**Assignment:**
Output everything in the listing exactly, with no line missing.

**Material for this exercise:**
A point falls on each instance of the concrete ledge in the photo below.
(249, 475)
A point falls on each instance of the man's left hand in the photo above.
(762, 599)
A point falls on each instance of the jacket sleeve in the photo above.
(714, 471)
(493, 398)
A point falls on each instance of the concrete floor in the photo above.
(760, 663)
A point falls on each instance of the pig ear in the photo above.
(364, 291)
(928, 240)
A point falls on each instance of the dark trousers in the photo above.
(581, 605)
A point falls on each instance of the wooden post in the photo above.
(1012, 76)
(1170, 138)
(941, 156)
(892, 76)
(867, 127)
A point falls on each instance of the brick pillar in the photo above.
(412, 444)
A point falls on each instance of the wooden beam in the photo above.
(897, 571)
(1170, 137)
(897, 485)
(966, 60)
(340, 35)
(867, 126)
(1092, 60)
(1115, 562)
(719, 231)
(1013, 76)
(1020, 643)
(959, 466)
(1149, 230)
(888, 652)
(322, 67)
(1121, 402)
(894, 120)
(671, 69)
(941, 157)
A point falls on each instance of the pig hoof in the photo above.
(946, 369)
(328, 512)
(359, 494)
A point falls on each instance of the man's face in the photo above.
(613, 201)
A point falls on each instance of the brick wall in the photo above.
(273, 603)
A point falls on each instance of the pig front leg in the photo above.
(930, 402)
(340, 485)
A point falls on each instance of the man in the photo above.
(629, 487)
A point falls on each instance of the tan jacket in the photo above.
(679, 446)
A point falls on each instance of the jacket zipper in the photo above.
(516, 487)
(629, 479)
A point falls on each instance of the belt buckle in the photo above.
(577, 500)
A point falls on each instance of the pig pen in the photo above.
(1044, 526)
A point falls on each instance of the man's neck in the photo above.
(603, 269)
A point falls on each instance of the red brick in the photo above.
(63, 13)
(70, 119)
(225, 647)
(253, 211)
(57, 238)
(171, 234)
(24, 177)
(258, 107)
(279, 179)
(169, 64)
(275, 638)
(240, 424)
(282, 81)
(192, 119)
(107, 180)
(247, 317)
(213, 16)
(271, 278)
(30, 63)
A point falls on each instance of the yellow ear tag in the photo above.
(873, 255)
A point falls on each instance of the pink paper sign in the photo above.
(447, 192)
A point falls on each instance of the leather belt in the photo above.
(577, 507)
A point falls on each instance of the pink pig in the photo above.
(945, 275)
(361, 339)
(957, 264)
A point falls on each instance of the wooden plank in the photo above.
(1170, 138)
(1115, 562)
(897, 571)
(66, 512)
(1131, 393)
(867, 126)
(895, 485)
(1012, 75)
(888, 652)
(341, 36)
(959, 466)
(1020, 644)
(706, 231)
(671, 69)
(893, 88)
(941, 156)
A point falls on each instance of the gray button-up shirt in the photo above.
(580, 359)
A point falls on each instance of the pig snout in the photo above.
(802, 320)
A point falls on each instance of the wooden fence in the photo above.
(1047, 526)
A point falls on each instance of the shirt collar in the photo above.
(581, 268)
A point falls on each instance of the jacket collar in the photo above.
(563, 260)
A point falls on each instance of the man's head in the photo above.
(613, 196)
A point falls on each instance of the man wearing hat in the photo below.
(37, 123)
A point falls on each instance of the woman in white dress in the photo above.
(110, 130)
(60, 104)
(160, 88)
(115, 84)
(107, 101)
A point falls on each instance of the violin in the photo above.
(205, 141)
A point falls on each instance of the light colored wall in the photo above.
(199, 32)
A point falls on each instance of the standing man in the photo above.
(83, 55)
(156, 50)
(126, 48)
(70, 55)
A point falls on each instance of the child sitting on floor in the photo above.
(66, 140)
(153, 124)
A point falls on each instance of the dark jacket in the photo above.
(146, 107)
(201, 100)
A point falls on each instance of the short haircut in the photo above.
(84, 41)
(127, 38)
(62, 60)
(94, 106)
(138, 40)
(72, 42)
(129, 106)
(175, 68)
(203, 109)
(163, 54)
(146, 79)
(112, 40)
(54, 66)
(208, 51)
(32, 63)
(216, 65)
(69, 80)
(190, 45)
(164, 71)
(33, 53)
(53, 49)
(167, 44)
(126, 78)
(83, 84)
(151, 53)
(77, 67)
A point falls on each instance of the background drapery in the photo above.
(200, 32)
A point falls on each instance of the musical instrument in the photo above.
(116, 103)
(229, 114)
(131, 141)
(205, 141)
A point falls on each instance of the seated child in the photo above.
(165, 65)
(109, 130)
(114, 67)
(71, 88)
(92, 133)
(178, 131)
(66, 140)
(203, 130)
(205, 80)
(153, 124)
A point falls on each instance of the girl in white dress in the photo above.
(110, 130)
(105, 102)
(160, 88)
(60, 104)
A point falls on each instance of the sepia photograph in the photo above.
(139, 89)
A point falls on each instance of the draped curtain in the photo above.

**Result for this task:**
A point falls on each instance of the concrete ledge in the photo below.
(249, 475)
A point falls on each instance of the man's left hand in the photo above.
(762, 599)
A point falls on each instance of the jacket sleeve in the photo above.
(714, 471)
(493, 398)
A point falls on each instance of the concrete floor in the photo above.
(760, 663)
A point falls on each instance of the pig ear in the photo above.
(364, 291)
(928, 240)
A point falls on each instance of the dark trousers in the photo above.
(581, 605)
A point falls on each instance of the wooden post in the photo above.
(1012, 76)
(1170, 138)
(941, 156)
(892, 76)
(867, 127)
A point falls on each instance of the brick pillar in the photo above.
(412, 444)
A point falls on each instance of the wooden beam in the photo above.
(897, 571)
(1170, 137)
(897, 485)
(966, 60)
(340, 35)
(867, 126)
(1092, 60)
(1115, 562)
(719, 231)
(1013, 76)
(1020, 643)
(959, 466)
(1149, 230)
(888, 652)
(322, 67)
(1121, 402)
(894, 120)
(671, 69)
(941, 157)
A point falls on each instance of the pig hoof in the photo above.
(946, 369)
(328, 512)
(359, 494)
A point falls on each instance of the man's face in the photo above.
(613, 201)
A point falls on each instance of the brick wall in the photo above.
(273, 603)
A point falls on each instance of the pig front leg in the photo above.
(930, 402)
(340, 485)
A point falls on each instance of the man in the photo above.
(629, 487)
A point falls on each instance of the tan jacket in the photo above.
(679, 446)
A point falls on each instance of the jacket zipper in the photo above.
(516, 487)
(629, 479)
A point falls on each instance of the belt buckle in the photo above.
(577, 500)
A point falls on each instance of the pig pen in the photo above.
(1044, 526)
A point falls on each instance of the man's neck in the photo above.
(603, 269)
A point falls on each instance of the red brick in the photo above.
(63, 13)
(70, 119)
(225, 647)
(253, 211)
(57, 238)
(171, 234)
(24, 177)
(258, 107)
(279, 179)
(169, 64)
(275, 638)
(240, 424)
(282, 81)
(192, 119)
(107, 180)
(247, 317)
(213, 16)
(271, 278)
(30, 63)
A point falls on each instance of the yellow ear tag in the photo above.
(873, 255)
A point falls on each instance of the pink paper sign in the photo above.
(447, 192)
A point falls on each instance of the leather belt in the photo above.
(577, 507)
A point falls on each instance of the pink pig in the photo above.
(945, 275)
(361, 339)
(957, 264)
A point falls on each instance of the wooden plank in the photo above.
(1170, 138)
(1115, 562)
(897, 571)
(66, 512)
(1131, 393)
(867, 126)
(895, 485)
(1012, 75)
(888, 652)
(341, 36)
(959, 466)
(1020, 644)
(706, 231)
(671, 69)
(893, 88)
(941, 156)
A point falls on each instance of the gray button-up shirt in the photo above.
(580, 359)
A point falls on each instance of the pig snout in the photo above.
(802, 320)
A point falls on each instance of the wooden fence in the photo above.
(1047, 526)
A point falls on each instance of the shirt collar in the photo above.
(581, 268)
A point falls on each instance of the jacket collar in the photo above.
(563, 260)
A point falls on each instance of the man's head in the photo above.
(613, 196)
A point falls on each instance of the man wearing hat in the photo below.
(37, 123)
A point falls on each instance of the woman in white dress in the photo above.
(110, 130)
(60, 104)
(160, 88)
(115, 84)
(107, 101)
A point falls on each instance of the violin in the photo above.
(205, 141)
A point falls on each instance of the light colored wall in the photo above.
(199, 32)
A point falls on each instance of the standing man in the photo above.
(83, 55)
(156, 50)
(126, 48)
(70, 55)
A point falls on each instance of the child sitting on floor in the photo above.
(66, 140)
(153, 124)
A point falls on each instance of the dark jacket in the photo above.
(146, 107)
(201, 100)
A point falls on each instance of the short haircut in the photo above.
(84, 41)
(127, 38)
(62, 60)
(94, 106)
(138, 40)
(72, 42)
(129, 106)
(175, 68)
(203, 109)
(163, 54)
(146, 79)
(112, 40)
(54, 66)
(208, 51)
(32, 63)
(216, 65)
(69, 80)
(190, 45)
(164, 71)
(33, 53)
(53, 49)
(167, 44)
(126, 78)
(83, 84)
(151, 53)
(77, 67)
A point falls on each instance of the background drapery in the photo above.
(200, 32)
A point falls on each instance of the musical instrument in the photo above.
(116, 103)
(229, 114)
(131, 141)
(205, 141)
A point falls on each instance of the seated child in the photo above.
(165, 65)
(109, 130)
(114, 67)
(71, 88)
(92, 133)
(178, 131)
(66, 140)
(203, 130)
(205, 80)
(153, 124)
A point falls on each instance of the girl in white dress in the photo above.
(110, 130)
(105, 102)
(160, 88)
(60, 104)
A point falls on each instance of the sepia photograph in the photo above.
(139, 89)
A point falls on each instance of the draped curtain in the photo above.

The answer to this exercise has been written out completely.